PROVIDED TEXT:
How Does an Air Ambulance Work?

In the US, there are more than 131 million emergency room visits every single year. While many patients arrive in their personal vehicle or via a ground ambulance, some require an air ambulance instead. Overall, among patients transported by a medical transport craft, around 1 in 4,000 privately insured patients and 1 in 350 Medicare patients travel in an air ambulance.

While air ambulances aren’t uncommon, they aren’t as familiar as their ground-based counterparts. Here’s a look at what an air ambulance is, the equipment it has, and more.

What Is an Air Ambulance?

Functionally, an air ambulance is the airborne equivalent of a ground ambulance. Typically, the category includes two types of aircraft: helicopters and airplanes.

Regardless of the vehicle type, air ambulances aren’t typical transports; they have specialized equipment designed to assist individuals experiencing medical emergencies or with particular health-related needs. Additionally, some of their staff members are medical personnel, such as emergency medical technicians (EMTs), nurses, or medical doctors. That’s what puts them in the broader category of being an ambulance.

What Equipment Is in an Air Ambulance?

Air ambulances may have different equipment onboard depending on their specific functions. However, most contain patient-monitoring and ventilator systems, as well as defibrillators, transfusion equipment, and IV pumps.

Intubation equipment is commonly on board, as are resuscitation systems. They’ll also have a variety of emergency medications and may hold medications explicitly selected based on the needs of the patient they’re carrying.

When Do People Need Air Ambulances?

Air ambulances are needed mainly in three situations. First, they’re commonly used to transport patients with severe injuries after accidents or similar emergency medical events, particularly if the nearest hospital capable of handling the injury or illness isn’t in the immediate area. Second, an air ambulance — especially a helicopter — can potentially reach areas where ground vehicles can’t, so they’re brought in during rescues involving non-drivable terrain.

Plus, when patients in critical condition or those who are otherwise not fully stable must transfer to different medical facilities to receive necessary care, they may travel by air ambulance. Often, this occurs because the hospital they’re at initially doesn’t have the right services or professionals available to manage their condition effectively, and air transport is often faster than ground-based alternatives.

WORK TO COMPLETE: Copy word for word the passage of the air ambulance text that begins at "How Does an" and stops after "has, and more.".

SUPPLIED RECORDS:

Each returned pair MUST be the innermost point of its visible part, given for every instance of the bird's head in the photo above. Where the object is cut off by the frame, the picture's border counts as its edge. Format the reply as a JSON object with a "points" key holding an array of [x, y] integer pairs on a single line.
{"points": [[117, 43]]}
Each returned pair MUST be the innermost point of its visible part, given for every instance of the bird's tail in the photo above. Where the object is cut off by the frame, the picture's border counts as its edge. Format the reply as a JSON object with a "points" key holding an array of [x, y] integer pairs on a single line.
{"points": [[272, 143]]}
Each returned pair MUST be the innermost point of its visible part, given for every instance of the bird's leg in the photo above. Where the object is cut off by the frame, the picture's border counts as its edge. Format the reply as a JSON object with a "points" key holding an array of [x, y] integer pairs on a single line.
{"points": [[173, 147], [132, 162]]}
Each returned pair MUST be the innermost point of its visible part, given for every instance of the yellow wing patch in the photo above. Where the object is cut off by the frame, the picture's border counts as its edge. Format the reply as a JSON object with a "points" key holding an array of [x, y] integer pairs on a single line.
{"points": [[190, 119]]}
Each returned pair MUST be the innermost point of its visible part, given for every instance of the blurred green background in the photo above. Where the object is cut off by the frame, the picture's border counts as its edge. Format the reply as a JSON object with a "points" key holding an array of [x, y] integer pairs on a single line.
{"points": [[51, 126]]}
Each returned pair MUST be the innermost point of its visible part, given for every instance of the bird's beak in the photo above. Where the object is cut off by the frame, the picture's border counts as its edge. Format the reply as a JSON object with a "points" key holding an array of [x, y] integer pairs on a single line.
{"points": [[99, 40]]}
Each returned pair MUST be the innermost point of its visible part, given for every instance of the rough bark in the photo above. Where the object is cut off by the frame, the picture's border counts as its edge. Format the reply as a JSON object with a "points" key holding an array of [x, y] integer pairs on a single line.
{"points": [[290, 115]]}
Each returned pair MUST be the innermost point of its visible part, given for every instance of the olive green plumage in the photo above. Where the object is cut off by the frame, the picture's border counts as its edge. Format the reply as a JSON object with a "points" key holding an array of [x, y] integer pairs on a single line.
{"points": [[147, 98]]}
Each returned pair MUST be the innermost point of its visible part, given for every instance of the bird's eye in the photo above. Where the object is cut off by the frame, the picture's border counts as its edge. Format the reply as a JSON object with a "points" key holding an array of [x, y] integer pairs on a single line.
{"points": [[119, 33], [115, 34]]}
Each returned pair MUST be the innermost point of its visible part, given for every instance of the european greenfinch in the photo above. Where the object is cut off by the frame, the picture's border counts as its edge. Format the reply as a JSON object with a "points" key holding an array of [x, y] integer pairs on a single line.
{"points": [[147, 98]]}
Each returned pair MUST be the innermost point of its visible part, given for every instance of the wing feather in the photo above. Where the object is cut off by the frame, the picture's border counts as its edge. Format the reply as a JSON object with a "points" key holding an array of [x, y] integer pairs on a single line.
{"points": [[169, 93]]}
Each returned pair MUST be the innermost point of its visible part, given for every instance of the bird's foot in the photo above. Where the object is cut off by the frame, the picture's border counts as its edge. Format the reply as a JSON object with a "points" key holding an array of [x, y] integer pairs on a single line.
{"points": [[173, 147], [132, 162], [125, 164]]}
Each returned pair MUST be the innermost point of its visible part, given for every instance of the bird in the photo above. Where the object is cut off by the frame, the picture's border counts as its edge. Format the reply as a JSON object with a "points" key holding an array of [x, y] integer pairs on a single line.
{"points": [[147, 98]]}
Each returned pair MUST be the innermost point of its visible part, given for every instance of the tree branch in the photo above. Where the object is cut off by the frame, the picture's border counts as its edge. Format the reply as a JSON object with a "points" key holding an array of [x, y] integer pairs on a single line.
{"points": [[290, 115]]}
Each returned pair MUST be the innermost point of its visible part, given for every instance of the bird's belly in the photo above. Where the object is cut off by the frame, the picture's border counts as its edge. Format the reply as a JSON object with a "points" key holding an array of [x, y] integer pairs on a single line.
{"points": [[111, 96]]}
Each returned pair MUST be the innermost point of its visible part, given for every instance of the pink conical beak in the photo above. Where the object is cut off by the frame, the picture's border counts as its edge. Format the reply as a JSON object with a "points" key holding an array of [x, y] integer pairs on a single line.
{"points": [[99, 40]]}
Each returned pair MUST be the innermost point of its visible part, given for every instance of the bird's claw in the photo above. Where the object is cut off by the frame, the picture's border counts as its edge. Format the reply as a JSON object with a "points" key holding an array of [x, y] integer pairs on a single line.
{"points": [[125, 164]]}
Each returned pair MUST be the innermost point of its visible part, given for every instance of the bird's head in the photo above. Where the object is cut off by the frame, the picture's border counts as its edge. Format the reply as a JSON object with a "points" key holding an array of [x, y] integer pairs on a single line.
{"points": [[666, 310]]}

ANSWER TO THE PROBLEM:
How Does an Air Ambulance Work?

In the US, there are more than 131 million emergency room visits every single year. While many patients arrive in their personal vehicle or via a ground ambulance, some require an air ambulance instead. Overall, among patients transported by a medical transport craft, around 1 in 4,000 privately insured patients and 1 in 350 Medicare patients travel in an air ambulance.

While air ambulances aren’t uncommon, they aren’t as familiar as their ground-based counterparts. Here’s a look at what an air ambulance is, the equipment it has, and more.